- [LISTED RECORDS]
# # # #

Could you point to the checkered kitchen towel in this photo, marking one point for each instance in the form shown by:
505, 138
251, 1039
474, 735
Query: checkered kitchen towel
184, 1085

# # # #

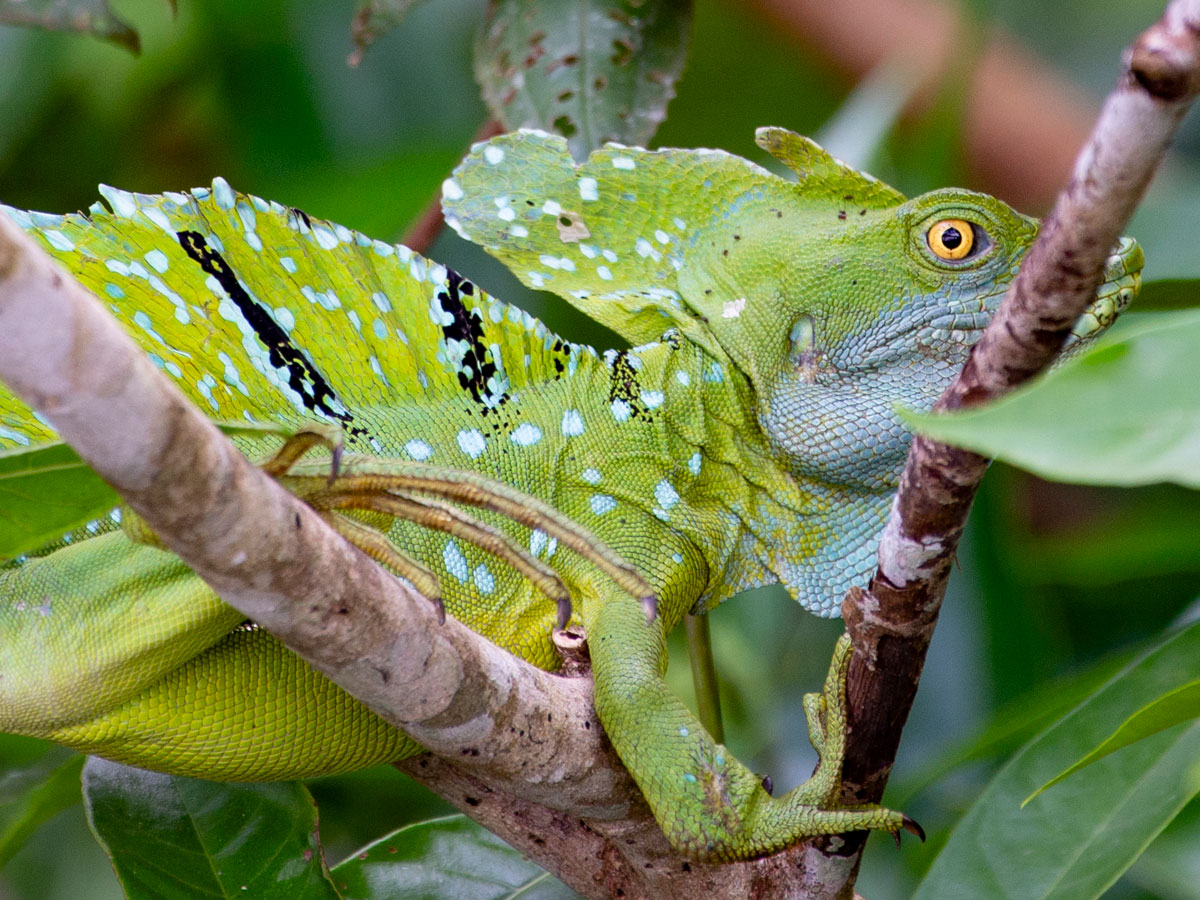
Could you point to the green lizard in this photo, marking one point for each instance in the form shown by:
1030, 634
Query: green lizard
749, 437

# # # #

- [REQUIREMENT]
Report every line of the records above that contains the word "Could", copying each such line in full.

- [EXPECTED ANSWER]
Could you point to the checkered kitchen towel in this photo, marking one point for each instance in the form shown by:
Could you point to the green lizard in this photo, marking one point for each instance in the form shown by:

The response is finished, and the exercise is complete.